» **WHAT IS REQUIRED**:
Copy out the text on industrial robot energy efficiency below, from "Energy-Efficient Components—The implementation" up to and including "of the robot.".

» **PAGE TEXT**:
Energy-Efficient Components—The implementation of high-efficiency motors, such as brushless motors (BLDC) with permanent magnets, or energy recovery systems, such as regenerative brakes, allows for partial energy recovery. According to [23], energy recovery from braking can result in savings ranging from 8% to 25%. The degree of savings in each case fundamentally depends on the task and the individual motion patterns of the robot.
Monitoring Energy Consumption—Monitoring energy consumption is a crucial aspect of managing energy efficiency in industrial robotics. Continuous tracking and the analysis of the acquired data allow for the introduction of improvements aimed at optimizing the energy efficiency of robots. The essence of monitoring systems is a universal environment, such as cloud-based solutions, enabling direct data exchange, providing access to data, and facilitating various real-time analyses. The real-time monitoring of machine and device operating parameters enables the comprehensive communication of current information throughout the plant. This information is fundamental to making informed decisions to improve energy efficiency and reduce operational costs at all levels of the enterprise. Dedicated monitoring software detects anomalies in equipment operation and notifies the end-user when thresholds are exceeded. For instance, the software verifies the current consumption of individual robot axes, and if energy consumption is significantly higher than usual, it signals the possibility of overload or damage. The software can detect the cause of increased power consumption in individual robot components, such as a damaged gearbox generating high loads, and restore proper energy consumption through service intervention [27].

3. IoT Usage in Industrial Robot Systems

The use of the Internet of Things (IoT) in industrial robot systems is significant for several reasons. IoT allows for the real-time monitoring of industrial robot systems, providing operators and managers with live data on the robot’s performance, status, and other crucial parameters. The application of IoT has a significant impact on monitoring, decision making, preventive maintenance, and prompt issue resolution, thereby enhancing the overall operational efficiency. In the context of energy efficiency, IoT sensors play a crucial role in monitoring and optimizing energy consumption in real time. Energy efficiency is essential for sustainable and cost-effective operations. The Internet of Things (IoT) enables dynamic adjustments in energy usage, leading to reduced operational costs and environmental impacts. In summary, IoT’s significance in industrial robot systems lies in its ability to improve monitoring, control, efficiency, and adaptability. By utilizing IoT technologies, industrial operations can become more data-driven, resilient, and responsive to the dynamic demands of modern manufacturing environments.

[Location annotation dataset excerpts]
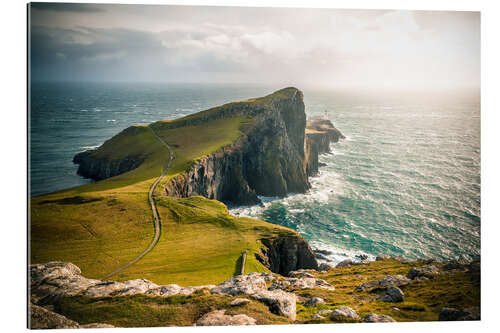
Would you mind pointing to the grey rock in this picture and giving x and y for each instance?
(314, 301)
(239, 301)
(343, 313)
(55, 279)
(219, 318)
(41, 318)
(376, 318)
(387, 281)
(423, 272)
(452, 314)
(278, 301)
(392, 294)
(241, 284)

» **REPLY TO THE EXERCISE**:
Energy-Efficient Components—The implementation of high-efficiency motors, such as brushless motors (BLDC) with permanent magnets, or energy recovery systems, such as regenerative brakes, allows for partial energy recovery. According to [23], energy recovery from braking can result in savings ranging from 8% to 25%. The degree of savings in each case fundamentally depends on the task and the individual motion patterns of the robot.